__To-do list__:
1. The sewing tutorial contains paragraphs that open with a short step title. List each of those step titles.
2. According to the sewing tutorial, how much shorter than the finished Main Skirt should the edge of the Lining Skirt be pinked?

__Supplied passage__:
Now sew that side in place with your zipper foot.  [With a regular zipper, I usually have the zipper pulled 1/2 way open.  When I get to the zipper pull, I stop the machine, needle down, and lift the presser foot.  Tug at the pull to move it behind the presser foot, then continue sewing.]

Aligning the left side of the zipper is always the trickier part for me because it involves the zipper playing the part of a contortionist.  With the zipper fully open, you will need to twist the zipper around to the other side of the center back opening so that, again, the zipper tape is 1/8″ away from the raw edge.  The bottom of the zipper will want to pull up and curl around, bringing the right side of the Dress with it.  I just go with it until I get the second side to lay flat enough to sew.

Once you have both sides of the zipper sewn on, press the zipper 1/2″ under toward the wrong side so the coils come together.  Press the center back edges of the Lining Dress above the zipper under 1/2″ as well.

Hand Sew the Lining Dress to the Zipper. Fold down the Lining Dress along the neckline so it forms a lining to the Main Dress again.  The freshly pressed center back edges of the Lining Dress should lay down across the zipper tape.

Hand sew this edge to the tape.

Sew the Remainder of Center Back Seams. Sew the remainder of the two center back seams below the zipper, starting each separate seam as closely as you can to the zipper.  You likely will have a small gap below the zipper, which you can sew closed by hand.

Hem the Main Skirt.  We recommend using hem tape for the bottom of the Main Dress. Sew it to the right side of the bottom hem.

Now press the bottom hem up, to the wrong side, 1.5″.  Remember those funny, cut off corners on the bottom of the skirt pieces? These should make flipping up the bottom hem a snap.  Now, more hand sewing to secure the hem tape to the inside of the dress. I usually save all of this hand sewing to do in the evening in front of the TV. ;)

Finish the Lining Skirt & Hem the Sleeves. To hem the Lining Skirt, we recommend pinking the edge of the skirt about 1″ shorter than the finished length of the Main Skirt.  Because the Lining Skirt shares a lot of pattern pieces with the Main Skirt and is, therefore, the same original length as the Main Skirt, you will probably be cutting off as much as 2-3″ of the Lining layer.  (You also could choose to hem the Lining Skirt in a similar way that we recommend for the Main Skirt.)

Hem the Sleeves by turning them under 1/2″ two times, then machine or hand sew the first fold to the sleeve.  Don’t forget to add your Clever Charlotte clothing label!

That wraps up this tutorial. I hope you have great results and a happy camper in your midst when you finish yours!  I’ll post pics of Miss N in her dress as soon as it warms up and we can get back outside this weekend. Until then–

Happy sewing!

Erin

01 Oct 2012

Olivine Dress Tutorial, Chapter 2, the Bodice

Comments Off Olivine Dress, Tutorials

The Front Bodice is probably the trickiest part of our new Olivine Dress sewing pattern. In today’s tutorial, I’ll walk you through it and give you some pointers that should make pleating the Main Bodice a lot easier. We’ll also cover sewing the Main and Lining Bodices together and inserting the sleeves.

__Collected material__:
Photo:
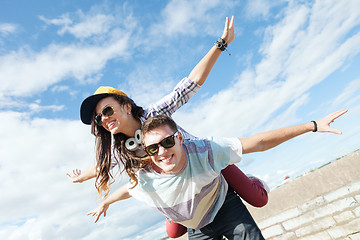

__Outputs__:
1.
- Hand Sew the Lining Dress to the Zipper
- Sew the Remainder of Center Back Seams
- Hem the Main Skirt
- Finish the Lining Skirt & Hem the Sleeves

2. About 1″ shorter.